### KETENTUAN LATIHAN
Sebutkan jumlah baris dalam materi berikut yang memuat kata "then". Tuliskan angkanya saja.

### MATERI YANG DISEDIAKAN
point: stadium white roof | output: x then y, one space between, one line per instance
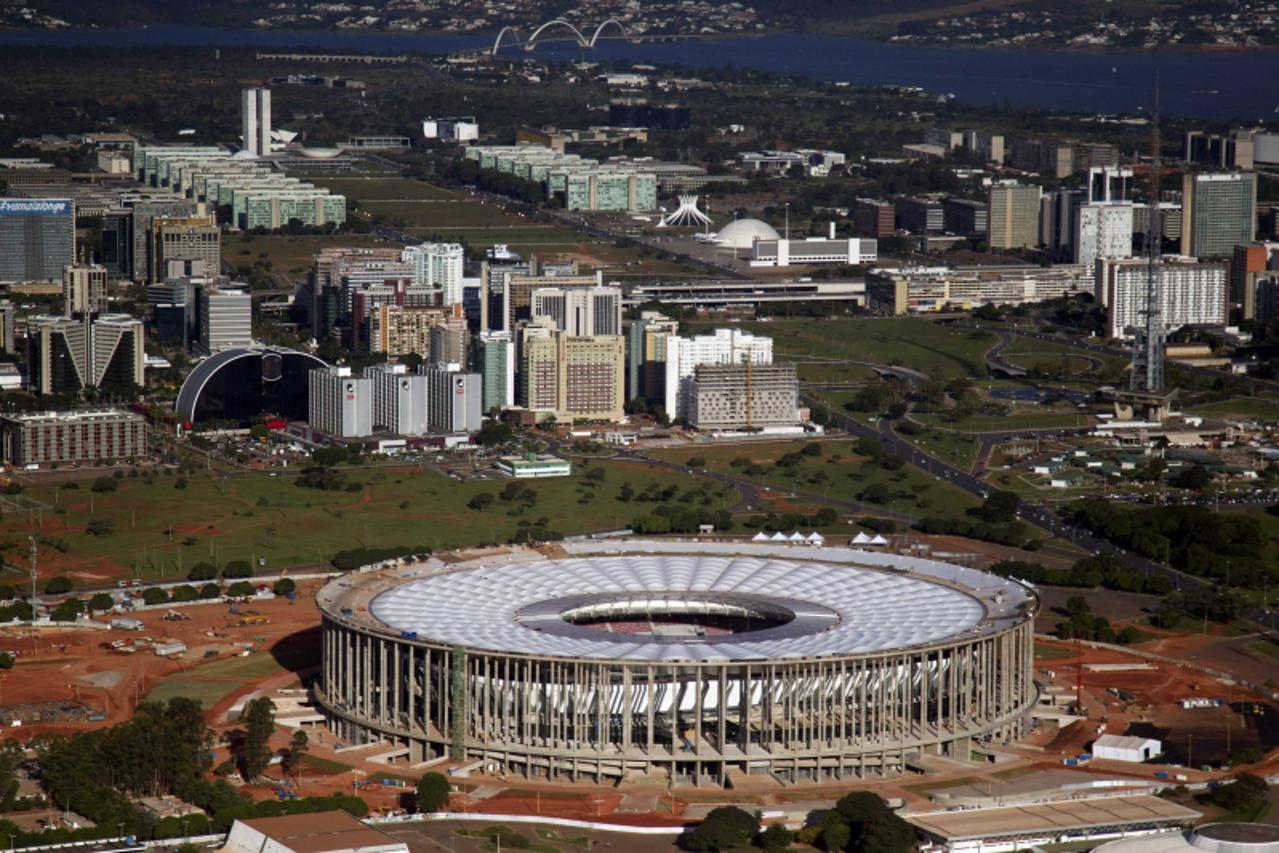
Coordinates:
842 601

--

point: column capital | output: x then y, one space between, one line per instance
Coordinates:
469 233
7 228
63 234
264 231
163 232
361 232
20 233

### JAWABAN TUGAS
2